**** DATASET EXTRACT

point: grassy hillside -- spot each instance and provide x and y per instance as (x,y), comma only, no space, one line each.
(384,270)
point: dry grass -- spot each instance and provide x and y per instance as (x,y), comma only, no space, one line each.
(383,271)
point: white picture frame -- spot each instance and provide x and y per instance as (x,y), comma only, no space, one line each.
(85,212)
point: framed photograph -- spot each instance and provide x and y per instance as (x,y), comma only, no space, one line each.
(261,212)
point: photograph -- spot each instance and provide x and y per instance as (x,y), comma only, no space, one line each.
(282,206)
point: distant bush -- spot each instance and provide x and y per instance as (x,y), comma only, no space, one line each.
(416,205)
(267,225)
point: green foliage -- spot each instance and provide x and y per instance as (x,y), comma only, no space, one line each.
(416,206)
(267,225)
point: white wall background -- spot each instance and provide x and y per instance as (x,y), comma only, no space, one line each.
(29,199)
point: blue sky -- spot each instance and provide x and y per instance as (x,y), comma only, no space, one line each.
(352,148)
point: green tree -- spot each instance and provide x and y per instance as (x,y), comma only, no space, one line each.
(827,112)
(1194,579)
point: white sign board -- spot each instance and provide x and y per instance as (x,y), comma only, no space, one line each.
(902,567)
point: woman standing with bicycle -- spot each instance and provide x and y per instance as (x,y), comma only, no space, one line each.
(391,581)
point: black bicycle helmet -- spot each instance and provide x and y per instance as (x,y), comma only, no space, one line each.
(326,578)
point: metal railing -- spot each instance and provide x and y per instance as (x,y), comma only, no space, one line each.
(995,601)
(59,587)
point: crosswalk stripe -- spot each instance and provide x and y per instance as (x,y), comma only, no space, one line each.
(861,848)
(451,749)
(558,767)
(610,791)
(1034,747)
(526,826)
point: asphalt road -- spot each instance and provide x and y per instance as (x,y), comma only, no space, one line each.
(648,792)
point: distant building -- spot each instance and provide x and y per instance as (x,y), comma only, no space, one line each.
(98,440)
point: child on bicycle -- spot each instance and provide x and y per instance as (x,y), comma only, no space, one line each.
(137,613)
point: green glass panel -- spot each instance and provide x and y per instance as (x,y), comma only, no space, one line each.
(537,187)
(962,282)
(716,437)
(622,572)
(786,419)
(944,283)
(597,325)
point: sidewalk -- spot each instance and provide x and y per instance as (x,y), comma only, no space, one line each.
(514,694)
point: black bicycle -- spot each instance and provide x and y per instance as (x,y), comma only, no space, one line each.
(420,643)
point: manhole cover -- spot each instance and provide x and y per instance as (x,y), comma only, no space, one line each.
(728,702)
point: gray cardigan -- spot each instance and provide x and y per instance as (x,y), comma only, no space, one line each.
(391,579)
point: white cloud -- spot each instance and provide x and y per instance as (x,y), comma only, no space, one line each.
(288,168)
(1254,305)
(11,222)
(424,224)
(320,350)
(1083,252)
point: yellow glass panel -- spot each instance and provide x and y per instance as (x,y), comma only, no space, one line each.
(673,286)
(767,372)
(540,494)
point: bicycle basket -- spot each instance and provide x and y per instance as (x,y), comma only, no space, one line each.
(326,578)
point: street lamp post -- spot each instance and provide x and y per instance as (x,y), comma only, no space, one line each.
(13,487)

********

▶ _EXERCISE DETAILS_:
Reproduce the lines of the entries above exactly, but only from the line containing "point: gray cardigan" through the final line.

▶ _SOLUTION_:
point: gray cardigan -- spot each instance and provide x and y per instance as (x,y), comma only, no space, one line each.
(391,579)
point: white cloud -- spot each instance and provide x and y per instance as (x,y), comma only, no space, one line each.
(288,168)
(1254,305)
(11,222)
(424,224)
(320,350)
(1083,252)
point: yellow glass panel -- spot each instance and provide x and y per instance as (x,y), comma only, no space, one line each.
(673,286)
(767,372)
(540,494)
point: bicycle basket -- spot each instance and provide x and y per instance as (x,y), comma only, no space, one line each.
(326,578)
point: street lamp post -- spot each instance and provide x and y per instance as (x,y), comma only, no space, one line each.
(13,487)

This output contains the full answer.